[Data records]
[Start of section]
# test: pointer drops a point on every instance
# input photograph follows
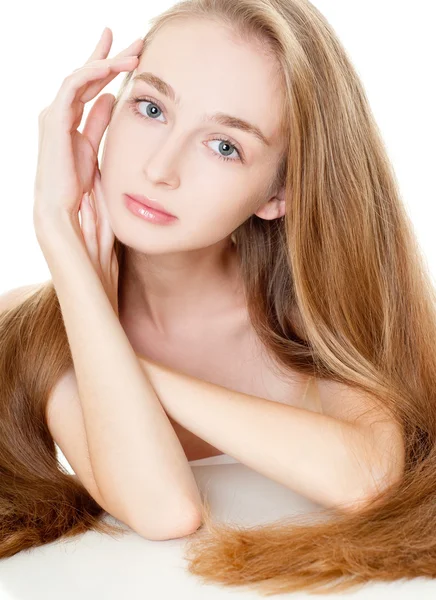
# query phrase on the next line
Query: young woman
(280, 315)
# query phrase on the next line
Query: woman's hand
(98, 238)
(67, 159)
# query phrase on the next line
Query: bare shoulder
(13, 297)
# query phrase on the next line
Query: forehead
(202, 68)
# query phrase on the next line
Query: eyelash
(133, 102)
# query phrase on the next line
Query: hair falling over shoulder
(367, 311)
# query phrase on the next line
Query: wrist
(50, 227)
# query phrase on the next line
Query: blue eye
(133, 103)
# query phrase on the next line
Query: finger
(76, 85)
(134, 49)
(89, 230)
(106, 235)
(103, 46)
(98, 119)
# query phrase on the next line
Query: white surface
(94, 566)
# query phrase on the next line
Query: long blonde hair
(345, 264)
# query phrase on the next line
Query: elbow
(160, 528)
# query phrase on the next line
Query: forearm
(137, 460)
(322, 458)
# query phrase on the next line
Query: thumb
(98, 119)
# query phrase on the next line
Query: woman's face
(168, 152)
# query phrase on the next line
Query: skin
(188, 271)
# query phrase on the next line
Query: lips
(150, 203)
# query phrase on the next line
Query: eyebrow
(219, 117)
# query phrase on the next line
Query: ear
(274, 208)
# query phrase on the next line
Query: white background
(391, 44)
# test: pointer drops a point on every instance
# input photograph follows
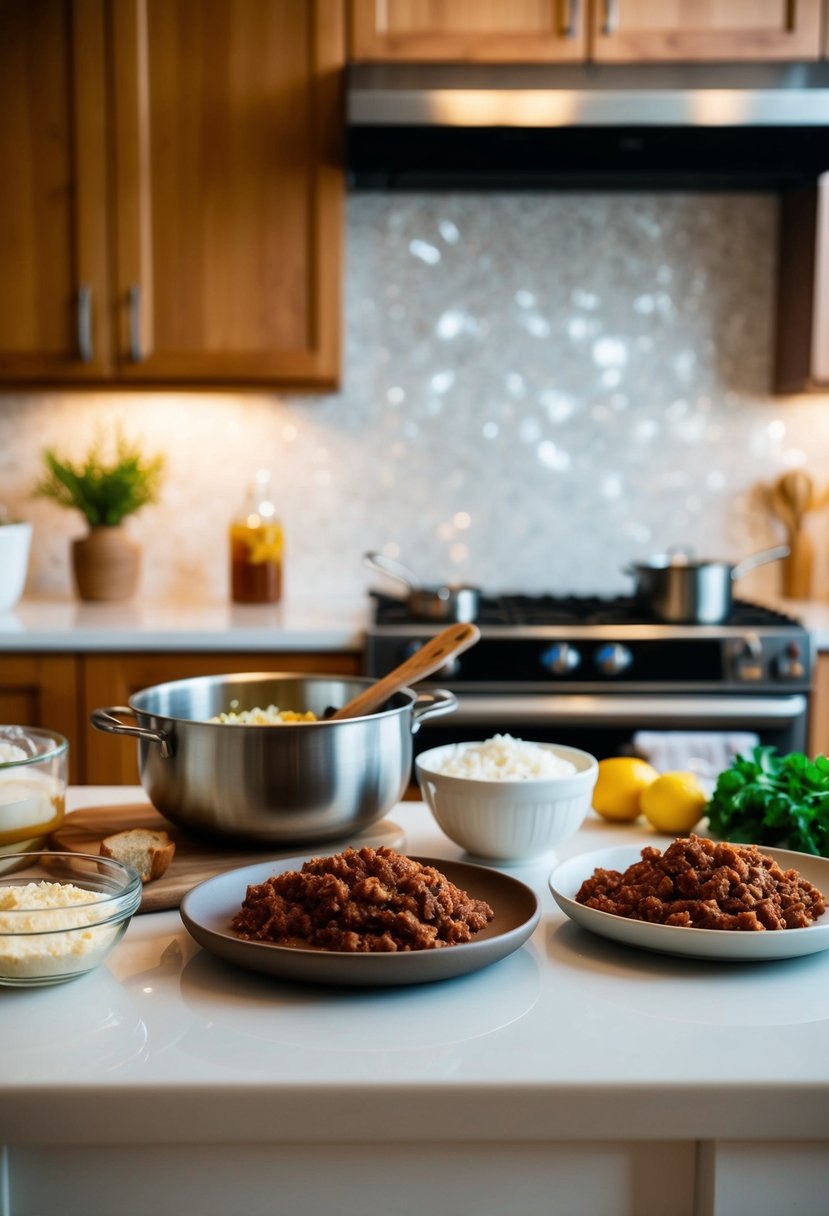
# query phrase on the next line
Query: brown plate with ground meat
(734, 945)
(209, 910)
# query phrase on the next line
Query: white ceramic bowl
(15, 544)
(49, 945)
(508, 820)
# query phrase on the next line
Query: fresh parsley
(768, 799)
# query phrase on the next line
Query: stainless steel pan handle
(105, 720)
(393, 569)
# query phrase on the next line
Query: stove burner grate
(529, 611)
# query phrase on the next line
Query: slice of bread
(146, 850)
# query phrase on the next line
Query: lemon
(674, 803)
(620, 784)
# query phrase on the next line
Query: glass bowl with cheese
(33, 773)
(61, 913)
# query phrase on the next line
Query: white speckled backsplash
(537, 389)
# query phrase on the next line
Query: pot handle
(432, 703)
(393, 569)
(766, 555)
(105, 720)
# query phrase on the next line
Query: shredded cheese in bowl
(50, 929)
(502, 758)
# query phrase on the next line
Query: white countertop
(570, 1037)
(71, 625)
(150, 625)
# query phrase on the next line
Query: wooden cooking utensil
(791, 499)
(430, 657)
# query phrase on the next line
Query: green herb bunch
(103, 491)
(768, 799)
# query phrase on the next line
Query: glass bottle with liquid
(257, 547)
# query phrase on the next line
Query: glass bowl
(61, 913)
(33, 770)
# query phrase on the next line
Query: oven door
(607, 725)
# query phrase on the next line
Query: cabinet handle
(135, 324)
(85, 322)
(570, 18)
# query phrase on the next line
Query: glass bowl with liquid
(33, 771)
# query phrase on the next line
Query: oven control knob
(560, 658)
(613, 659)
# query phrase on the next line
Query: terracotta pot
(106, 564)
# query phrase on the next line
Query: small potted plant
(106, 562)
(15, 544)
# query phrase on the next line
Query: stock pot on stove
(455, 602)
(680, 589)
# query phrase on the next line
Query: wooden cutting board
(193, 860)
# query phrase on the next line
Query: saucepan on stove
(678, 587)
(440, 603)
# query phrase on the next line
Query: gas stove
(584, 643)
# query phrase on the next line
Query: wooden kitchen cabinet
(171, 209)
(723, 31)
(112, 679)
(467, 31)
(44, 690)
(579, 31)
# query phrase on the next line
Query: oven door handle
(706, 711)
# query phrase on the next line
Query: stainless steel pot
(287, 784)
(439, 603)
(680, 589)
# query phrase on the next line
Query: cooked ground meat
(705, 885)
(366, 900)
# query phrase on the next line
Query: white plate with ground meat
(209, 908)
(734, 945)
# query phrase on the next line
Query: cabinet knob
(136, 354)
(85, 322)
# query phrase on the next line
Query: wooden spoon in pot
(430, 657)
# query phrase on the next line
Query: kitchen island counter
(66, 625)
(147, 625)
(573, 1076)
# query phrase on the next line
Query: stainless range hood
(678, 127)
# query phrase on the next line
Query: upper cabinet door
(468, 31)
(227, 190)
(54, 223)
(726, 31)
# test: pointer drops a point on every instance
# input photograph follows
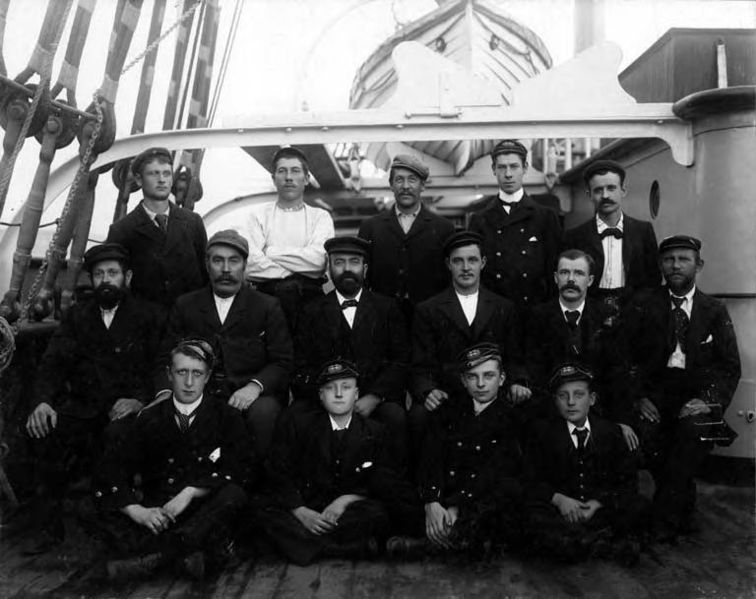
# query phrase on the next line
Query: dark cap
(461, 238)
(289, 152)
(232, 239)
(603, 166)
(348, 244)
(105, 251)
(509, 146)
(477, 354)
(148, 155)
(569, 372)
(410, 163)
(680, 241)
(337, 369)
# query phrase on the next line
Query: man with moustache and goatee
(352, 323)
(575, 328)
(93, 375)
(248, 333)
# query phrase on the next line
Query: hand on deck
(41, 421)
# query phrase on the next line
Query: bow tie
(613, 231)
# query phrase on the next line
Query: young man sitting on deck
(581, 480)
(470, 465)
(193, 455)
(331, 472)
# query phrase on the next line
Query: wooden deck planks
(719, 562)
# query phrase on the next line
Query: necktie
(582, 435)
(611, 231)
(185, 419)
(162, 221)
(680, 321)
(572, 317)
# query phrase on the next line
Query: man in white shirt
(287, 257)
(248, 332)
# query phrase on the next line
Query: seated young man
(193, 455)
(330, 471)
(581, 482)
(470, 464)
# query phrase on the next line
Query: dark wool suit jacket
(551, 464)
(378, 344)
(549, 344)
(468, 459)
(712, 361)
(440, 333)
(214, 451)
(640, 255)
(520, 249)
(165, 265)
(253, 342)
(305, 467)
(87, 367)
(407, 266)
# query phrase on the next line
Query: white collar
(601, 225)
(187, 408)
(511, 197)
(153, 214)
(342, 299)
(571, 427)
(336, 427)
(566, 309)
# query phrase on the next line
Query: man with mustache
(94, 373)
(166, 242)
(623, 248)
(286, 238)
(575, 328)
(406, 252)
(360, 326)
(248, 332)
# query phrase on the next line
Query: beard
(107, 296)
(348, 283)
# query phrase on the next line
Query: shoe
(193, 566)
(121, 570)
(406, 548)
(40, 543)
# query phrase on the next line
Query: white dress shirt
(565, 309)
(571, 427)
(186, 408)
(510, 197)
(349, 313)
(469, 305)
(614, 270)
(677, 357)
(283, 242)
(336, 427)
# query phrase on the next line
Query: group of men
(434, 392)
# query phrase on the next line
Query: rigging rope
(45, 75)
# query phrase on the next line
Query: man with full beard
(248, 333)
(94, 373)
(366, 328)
[End of section]
[Start of section]
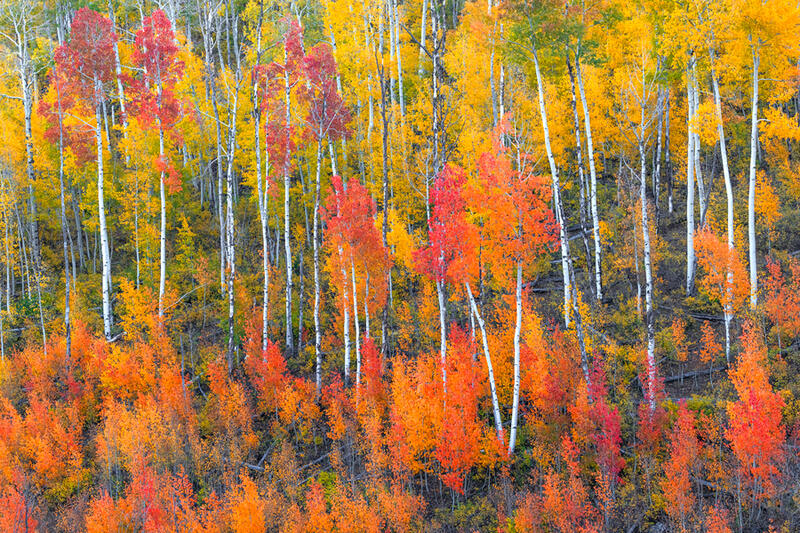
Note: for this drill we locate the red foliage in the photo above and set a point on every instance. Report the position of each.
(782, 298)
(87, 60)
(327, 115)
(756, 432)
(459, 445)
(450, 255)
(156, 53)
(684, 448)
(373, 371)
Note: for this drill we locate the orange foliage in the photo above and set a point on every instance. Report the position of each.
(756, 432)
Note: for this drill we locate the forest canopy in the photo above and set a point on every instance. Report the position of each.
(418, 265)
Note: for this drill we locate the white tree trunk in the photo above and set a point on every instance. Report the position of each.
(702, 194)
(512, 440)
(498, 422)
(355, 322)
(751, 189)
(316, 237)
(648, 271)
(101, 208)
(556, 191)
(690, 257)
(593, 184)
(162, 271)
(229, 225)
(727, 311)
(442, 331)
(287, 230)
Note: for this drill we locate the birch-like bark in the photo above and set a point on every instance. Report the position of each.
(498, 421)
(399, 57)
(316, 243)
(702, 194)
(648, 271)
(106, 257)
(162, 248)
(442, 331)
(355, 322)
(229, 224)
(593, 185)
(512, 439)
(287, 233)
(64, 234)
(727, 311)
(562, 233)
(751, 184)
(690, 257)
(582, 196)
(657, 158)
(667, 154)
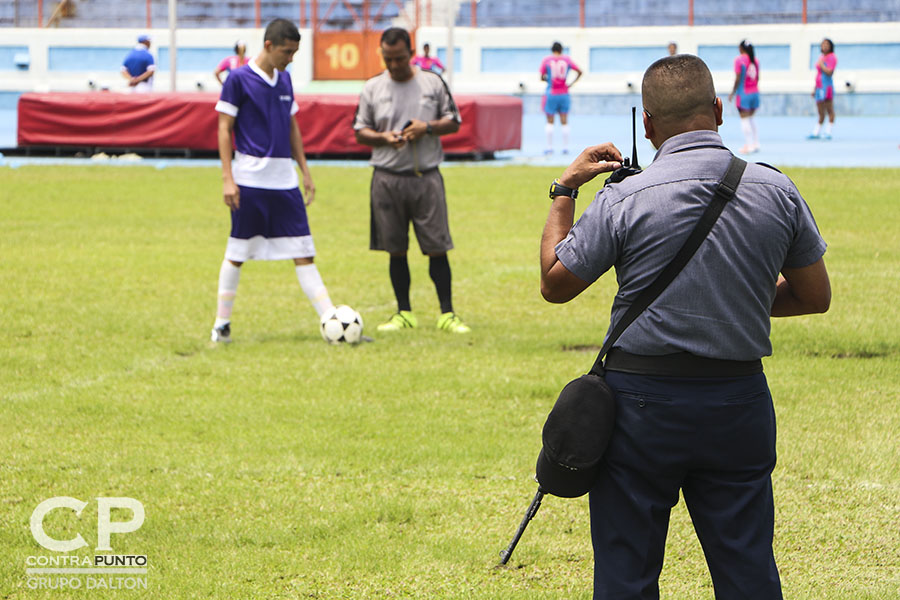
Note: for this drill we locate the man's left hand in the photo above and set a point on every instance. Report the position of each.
[End of section]
YOUR ASSIGNMENT | Each line from the one that contains "Note: for this drill we locate the birch-like" down to the one that contains "Note: for this drill we locate the man's" is to be returned exactly as it stands above, both ends included, with pictures removed.

TASK OUTPUT |
Note: for this drill we locate the birch-like bark in the photo above and set a point on every instance. Report the position of each.
(498, 421)
(399, 57)
(316, 243)
(702, 194)
(648, 271)
(106, 257)
(162, 248)
(442, 331)
(355, 322)
(229, 224)
(593, 185)
(512, 439)
(287, 233)
(64, 234)
(727, 311)
(562, 233)
(751, 184)
(690, 257)
(582, 196)
(657, 158)
(667, 154)
Note: for this drill we locate the man's left hand in the photo above and set a point on every instance. Report the position of each.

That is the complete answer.